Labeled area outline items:

start

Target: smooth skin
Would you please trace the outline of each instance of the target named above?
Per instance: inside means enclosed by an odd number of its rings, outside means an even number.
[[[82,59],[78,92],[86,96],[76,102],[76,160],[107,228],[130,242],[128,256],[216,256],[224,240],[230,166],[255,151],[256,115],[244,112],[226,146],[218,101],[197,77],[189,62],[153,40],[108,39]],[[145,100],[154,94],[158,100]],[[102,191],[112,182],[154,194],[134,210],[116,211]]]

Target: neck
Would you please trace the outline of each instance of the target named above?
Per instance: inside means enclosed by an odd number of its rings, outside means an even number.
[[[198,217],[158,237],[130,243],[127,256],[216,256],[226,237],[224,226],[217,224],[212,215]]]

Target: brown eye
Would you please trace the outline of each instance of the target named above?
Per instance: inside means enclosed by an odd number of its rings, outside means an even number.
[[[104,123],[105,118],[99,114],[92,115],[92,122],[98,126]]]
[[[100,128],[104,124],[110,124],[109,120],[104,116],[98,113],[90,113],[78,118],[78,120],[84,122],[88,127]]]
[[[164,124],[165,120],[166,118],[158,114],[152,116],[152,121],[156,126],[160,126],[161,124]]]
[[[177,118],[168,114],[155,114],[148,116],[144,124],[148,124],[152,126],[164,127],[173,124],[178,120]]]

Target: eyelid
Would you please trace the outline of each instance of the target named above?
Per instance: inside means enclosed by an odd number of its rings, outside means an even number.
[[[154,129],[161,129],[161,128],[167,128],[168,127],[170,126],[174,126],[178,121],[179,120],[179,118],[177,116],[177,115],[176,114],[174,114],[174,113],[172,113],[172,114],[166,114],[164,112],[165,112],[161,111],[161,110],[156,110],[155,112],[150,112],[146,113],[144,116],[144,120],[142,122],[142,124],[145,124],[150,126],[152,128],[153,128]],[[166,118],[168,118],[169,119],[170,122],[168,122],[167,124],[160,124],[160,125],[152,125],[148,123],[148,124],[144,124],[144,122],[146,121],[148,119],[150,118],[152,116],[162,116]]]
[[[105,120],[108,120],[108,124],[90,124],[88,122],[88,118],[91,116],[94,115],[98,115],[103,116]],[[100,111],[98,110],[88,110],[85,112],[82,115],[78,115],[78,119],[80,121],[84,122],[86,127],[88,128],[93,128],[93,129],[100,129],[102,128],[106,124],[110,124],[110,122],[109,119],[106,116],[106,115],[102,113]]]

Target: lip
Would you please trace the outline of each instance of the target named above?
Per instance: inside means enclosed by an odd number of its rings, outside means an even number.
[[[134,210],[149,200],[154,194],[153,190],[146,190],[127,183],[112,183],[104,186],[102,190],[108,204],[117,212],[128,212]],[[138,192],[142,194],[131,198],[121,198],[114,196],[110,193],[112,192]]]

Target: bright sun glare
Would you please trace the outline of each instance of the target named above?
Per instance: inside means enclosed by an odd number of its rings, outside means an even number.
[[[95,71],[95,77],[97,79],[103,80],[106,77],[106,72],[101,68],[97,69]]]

end

Directions for this task: Rescale the records from the line containing "Target: lip" through the end of the records, and write those lines out again, requests included, with every coordinate in the answers multiplied by 1.9 and rounded to a whole number, halves rounding up.

The response:
Target: lip
Would you please trace the outline of each instance of the target named above?
Per instance: inside means enclosed by an odd number of its rings, outside means an even number.
[[[255,399],[283,380],[293,369],[291,361],[277,361],[241,348],[213,348],[198,353],[194,361],[205,388],[222,403],[243,403]],[[262,365],[270,369],[249,376],[230,376],[217,372],[209,367],[213,365]]]

Target: bright sun glare
Would you please trace the outline of each instance of the target named above?
Per instance: inside means enclosed by an odd number of its rings, outside means an even number.
[[[181,135],[181,146],[184,150],[196,152],[201,146],[201,137],[192,129],[184,131]]]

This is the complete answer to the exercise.